- **WORK TO BE COMPLETED**
Arrange every line of the records below as a Markdown table with two columns, Row and Line, numbering the rows in order and skipping blank lines. Leave the pictures out of the table.

>> Begin

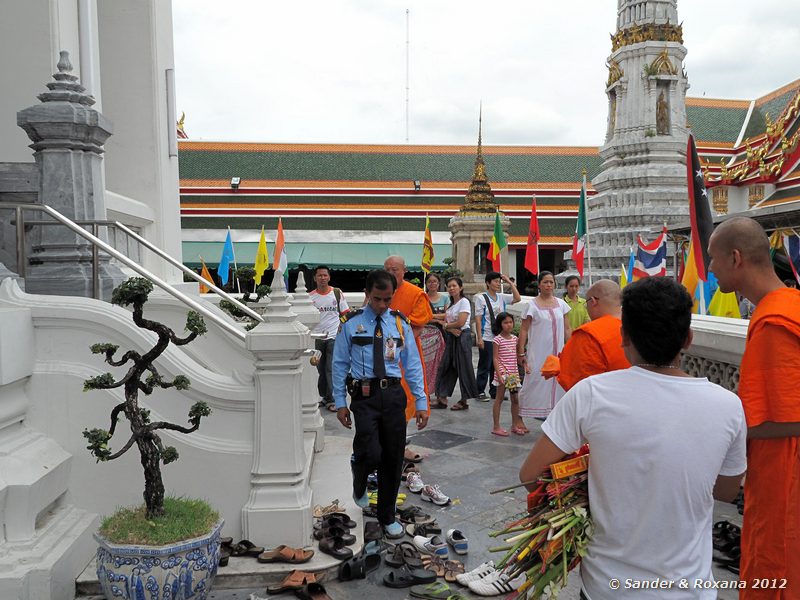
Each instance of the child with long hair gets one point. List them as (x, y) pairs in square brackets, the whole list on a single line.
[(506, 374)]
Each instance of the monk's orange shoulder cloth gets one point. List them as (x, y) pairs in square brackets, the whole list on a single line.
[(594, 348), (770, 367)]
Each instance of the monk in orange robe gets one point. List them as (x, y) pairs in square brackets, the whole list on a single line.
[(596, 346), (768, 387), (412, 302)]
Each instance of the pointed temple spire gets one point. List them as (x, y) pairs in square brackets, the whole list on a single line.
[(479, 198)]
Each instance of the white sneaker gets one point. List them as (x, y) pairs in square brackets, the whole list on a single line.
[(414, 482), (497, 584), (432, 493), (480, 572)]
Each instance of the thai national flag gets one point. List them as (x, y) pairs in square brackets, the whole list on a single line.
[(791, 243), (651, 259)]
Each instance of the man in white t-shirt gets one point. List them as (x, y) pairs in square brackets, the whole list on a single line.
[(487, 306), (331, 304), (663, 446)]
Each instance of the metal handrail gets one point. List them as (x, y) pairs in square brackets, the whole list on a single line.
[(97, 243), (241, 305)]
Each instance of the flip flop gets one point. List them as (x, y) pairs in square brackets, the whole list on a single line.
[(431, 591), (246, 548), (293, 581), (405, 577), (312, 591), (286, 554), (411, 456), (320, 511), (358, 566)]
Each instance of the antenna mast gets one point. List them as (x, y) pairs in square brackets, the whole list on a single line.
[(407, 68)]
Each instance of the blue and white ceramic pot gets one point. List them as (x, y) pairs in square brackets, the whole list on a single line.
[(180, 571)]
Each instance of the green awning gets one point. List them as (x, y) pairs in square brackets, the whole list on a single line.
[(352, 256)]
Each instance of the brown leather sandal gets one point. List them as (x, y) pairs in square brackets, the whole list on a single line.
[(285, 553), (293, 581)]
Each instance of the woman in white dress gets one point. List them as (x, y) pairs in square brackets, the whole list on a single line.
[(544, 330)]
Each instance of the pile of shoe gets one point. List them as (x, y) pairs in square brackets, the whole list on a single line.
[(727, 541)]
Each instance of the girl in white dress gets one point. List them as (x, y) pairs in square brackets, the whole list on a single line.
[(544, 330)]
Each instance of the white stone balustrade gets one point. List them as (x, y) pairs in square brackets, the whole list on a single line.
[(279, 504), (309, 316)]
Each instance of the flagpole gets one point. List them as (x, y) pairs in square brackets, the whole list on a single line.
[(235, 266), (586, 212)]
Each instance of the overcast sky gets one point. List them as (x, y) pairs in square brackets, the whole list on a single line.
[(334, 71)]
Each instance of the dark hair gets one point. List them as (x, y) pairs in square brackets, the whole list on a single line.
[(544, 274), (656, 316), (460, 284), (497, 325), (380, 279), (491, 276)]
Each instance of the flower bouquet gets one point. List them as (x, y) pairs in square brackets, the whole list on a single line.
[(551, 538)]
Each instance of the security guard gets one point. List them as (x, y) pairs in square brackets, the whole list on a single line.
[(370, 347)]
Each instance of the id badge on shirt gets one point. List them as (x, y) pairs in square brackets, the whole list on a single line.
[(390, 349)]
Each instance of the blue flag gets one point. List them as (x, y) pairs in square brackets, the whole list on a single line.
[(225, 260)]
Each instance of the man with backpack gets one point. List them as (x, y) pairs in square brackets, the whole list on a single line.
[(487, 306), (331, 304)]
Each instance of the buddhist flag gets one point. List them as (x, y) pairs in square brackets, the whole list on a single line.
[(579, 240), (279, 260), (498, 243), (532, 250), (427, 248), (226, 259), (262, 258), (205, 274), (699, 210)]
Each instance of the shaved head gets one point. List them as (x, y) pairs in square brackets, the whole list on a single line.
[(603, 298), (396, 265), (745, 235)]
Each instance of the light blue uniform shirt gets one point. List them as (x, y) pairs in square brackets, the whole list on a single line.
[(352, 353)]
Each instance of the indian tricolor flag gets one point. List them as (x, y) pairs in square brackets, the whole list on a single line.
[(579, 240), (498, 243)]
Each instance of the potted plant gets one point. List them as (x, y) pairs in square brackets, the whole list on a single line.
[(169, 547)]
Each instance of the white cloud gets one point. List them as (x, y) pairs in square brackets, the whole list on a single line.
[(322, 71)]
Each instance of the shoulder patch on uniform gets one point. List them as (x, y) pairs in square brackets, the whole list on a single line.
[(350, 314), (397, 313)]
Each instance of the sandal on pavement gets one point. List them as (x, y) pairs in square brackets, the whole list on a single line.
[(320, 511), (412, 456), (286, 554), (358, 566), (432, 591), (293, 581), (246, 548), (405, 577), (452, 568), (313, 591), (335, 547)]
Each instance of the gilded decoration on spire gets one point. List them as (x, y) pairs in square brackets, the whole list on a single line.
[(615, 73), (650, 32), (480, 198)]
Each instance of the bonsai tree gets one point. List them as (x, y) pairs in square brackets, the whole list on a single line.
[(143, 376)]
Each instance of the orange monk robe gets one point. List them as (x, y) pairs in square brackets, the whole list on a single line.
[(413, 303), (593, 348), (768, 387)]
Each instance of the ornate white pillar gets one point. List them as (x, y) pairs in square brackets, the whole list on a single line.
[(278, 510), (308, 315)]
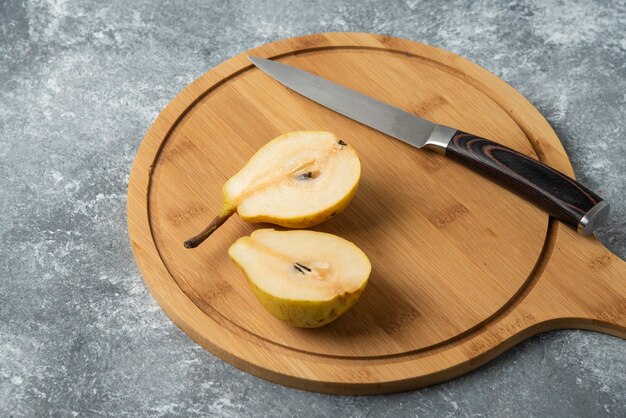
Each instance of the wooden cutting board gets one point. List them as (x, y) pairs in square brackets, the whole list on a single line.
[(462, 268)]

>> End

- **WRITTEN ANSWER**
| Row | Line |
|---|---|
| 1 | Each instance of the child with long hair gets one point. List them as (x, y) pairs in square brackets, the whole list on a single line. |
| 2 | [(506, 374)] |
| 3 | Each instance of the monk's orange shoulder cloth gets one point. List them as (x, y) pairs in square brackets, the whole list on a single line. |
| 4 | [(594, 348), (770, 367)] |
| 5 | Each instance of the monk in orange robe gets one point. List them as (x, y) pairs in square brackets, the whole list on a single line. |
| 6 | [(596, 346), (768, 387), (412, 302)] |
| 7 | Each instance of the pointed temple spire gets one point. List them as (x, y) pairs in square brackets, the whole list on a single line. |
| 8 | [(479, 198)] |
| 9 | Each instance of the white sneaker gets one point. List them as (x, y) pairs in square brackets, the whole list on a single line. |
| 10 | [(414, 482), (497, 584), (432, 493), (480, 572)] |
| 11 | Each instance of the thai national flag gets one point. List them as (x, y) pairs in square brackets, the whole list on a single line. |
| 12 | [(791, 243), (651, 259)] |
| 13 | Each instance of the man in white t-shirt gets one point. List them as (x, y) pairs in square brackets, the whole list on a single line. |
| 14 | [(487, 306), (331, 304), (663, 446)] |
| 15 | Each instance of the metal handrail gets one point. List them as (x, y) pairs in square brackets, the whole list on a single line. |
| 16 | [(97, 243), (241, 305)] |
| 17 | Each instance of the flip flop gets one point. List them as (x, y) pairs in square brackets, the whole list on a single line. |
| 18 | [(431, 591), (246, 548), (293, 581), (405, 577), (312, 591), (286, 554), (411, 456), (320, 511), (358, 566)] |
| 19 | Each instance of the antenna mast gets one point. List them as (x, y) pairs in square brackets, the whole list on a single line. |
| 20 | [(407, 68)] |
| 21 | Each instance of the blue and white ceramic pot gets one point. List them as (x, y) pairs in square brackets, the whole list on a single line. |
| 22 | [(180, 571)] |
| 23 | Each instance of the green awning gets one point. List them as (x, y) pairs in square brackets, the whole list on a single line. |
| 24 | [(352, 256)] |
| 25 | Each instance of the brown leather sandal gets one point. List them as (x, y) pairs in square brackets, the whole list on a single line. |
| 26 | [(285, 553), (293, 581)] |
| 27 | Each instance of the woman in white dress gets one point. List them as (x, y) pairs in square brackets, the whole list on a single line. |
| 28 | [(544, 330)] |
| 29 | Each instance of the pile of shoe gets one point. List them as (x, y) pairs in square brackets, the whole list on a single line. |
| 30 | [(727, 541)] |
| 31 | Each instance of the girl in white dress gets one point. List them as (x, y) pairs in square brackets, the whole list on a single line. |
| 32 | [(544, 330)] |
| 33 | Each instance of the white stone balustrade gets one point. List them as (x, y) pairs in square brackets, the whole list on a single line. |
| 34 | [(279, 504), (309, 316)] |
| 35 | Each instance of the flagpole gets one point. List them as (x, y) pairs in square brackets, the whole list on a single line. |
| 36 | [(235, 266), (586, 212)] |
| 37 | Each instance of the overcast sky gets one point. List them as (x, y) pairs in square brackets, the whole list on a single line. |
| 38 | [(334, 71)] |
| 39 | Each instance of the dark hair gets one point. List them as (x, y) pairs in square brackets, the whole list on a single line. |
| 40 | [(544, 274), (656, 316), (460, 284), (497, 325), (380, 279), (491, 276)] |
| 41 | Each instance of the flower bouquet gets one point. List them as (x, y) pairs in square brackets, the whole list on a single line. |
| 42 | [(551, 538)] |
| 43 | Each instance of the security guard gets one point. List them as (x, y) pairs in square brackets, the whole list on a single line. |
| 44 | [(370, 347)] |
| 45 | Each instance of the id badge on shirt gets one point. List them as (x, y) pairs in square brackets, the whole list on a single line. |
| 46 | [(390, 349)] |
| 47 | Each instance of the blue flag gets one point. List them as (x, y) pairs in square brackets, the whole list on a single line. |
| 48 | [(225, 260)] |
| 49 | Each instance of the man with backpack gets one point. List them as (x, y) pairs in square brackets, the whole list on a single line. |
| 50 | [(487, 306), (331, 304)] |
| 51 | Each instance of the buddhist flag gets one point. List them as (x, y) pairs in square brackets, the whole list on a single line. |
| 52 | [(579, 240), (279, 260), (498, 243), (532, 250), (427, 248), (226, 259), (262, 258), (205, 274), (699, 210)] |
| 53 | Each instance of the shaved head gets one point. List them as (x, y) pairs in square brackets, the whole list on a single line. |
| 54 | [(603, 298), (396, 265), (745, 235)] |
| 55 | Each instance of the light blue uniform shirt gets one point. List them as (x, y) pairs in square brackets, the whole list on a single line. |
| 56 | [(352, 353)] |
| 57 | Each instance of the indian tricolor flag gets one point. List them as (x, y) pairs in square brackets, the whole list on a single line. |
| 58 | [(579, 240), (498, 243)] |
| 59 | Each instance of the potted plant gets one point. List them as (x, y) pairs in square brackets, the whole list on a single line. |
| 60 | [(169, 547)] |
| 61 | Each instance of the white cloud gets one point. List them as (x, y) pairs in square brackets, the whole list on a single line. |
| 62 | [(322, 71)] |
| 63 | Each instance of the shoulder patch on uniform gets one point. List them as (x, y) pairs in square brackets, the whole list on a single line. |
| 64 | [(350, 314), (397, 313)] |
| 65 | Each instance of the sandal on pavement gets one point. List them as (x, y) pairs in square brackets, the whole list on a single line. |
| 66 | [(320, 511), (412, 456), (286, 554), (358, 566), (432, 591), (293, 581), (246, 548), (405, 577), (452, 568), (313, 591), (335, 547)] |
| 67 | Each instance of the gilded decoration on spire gets one point. List them as (x, y) pairs in square brackets, the whole list on a single line. |
| 68 | [(615, 73), (650, 32), (480, 198)] |
| 69 | Each instance of the bonsai tree gets one point. List them as (x, y) pairs in square brackets, the whole list on a single line. |
| 70 | [(143, 376)] |
| 71 | Each instance of the orange monk robe gets one point. List them as (x, y) pairs in square brackets, the whole list on a single line. |
| 72 | [(413, 303), (593, 348), (768, 387)] |
| 73 | Each instance of the ornate white pillar gets one point. List them as (x, y) pairs in square brackets, the whole list on a single line. |
| 74 | [(278, 510), (308, 315)] |
| 75 | Each instance of the wooden cutting board gets one point. List them as (x, y) pairs in square brackets, the whole list on a single line. |
| 76 | [(462, 268)] |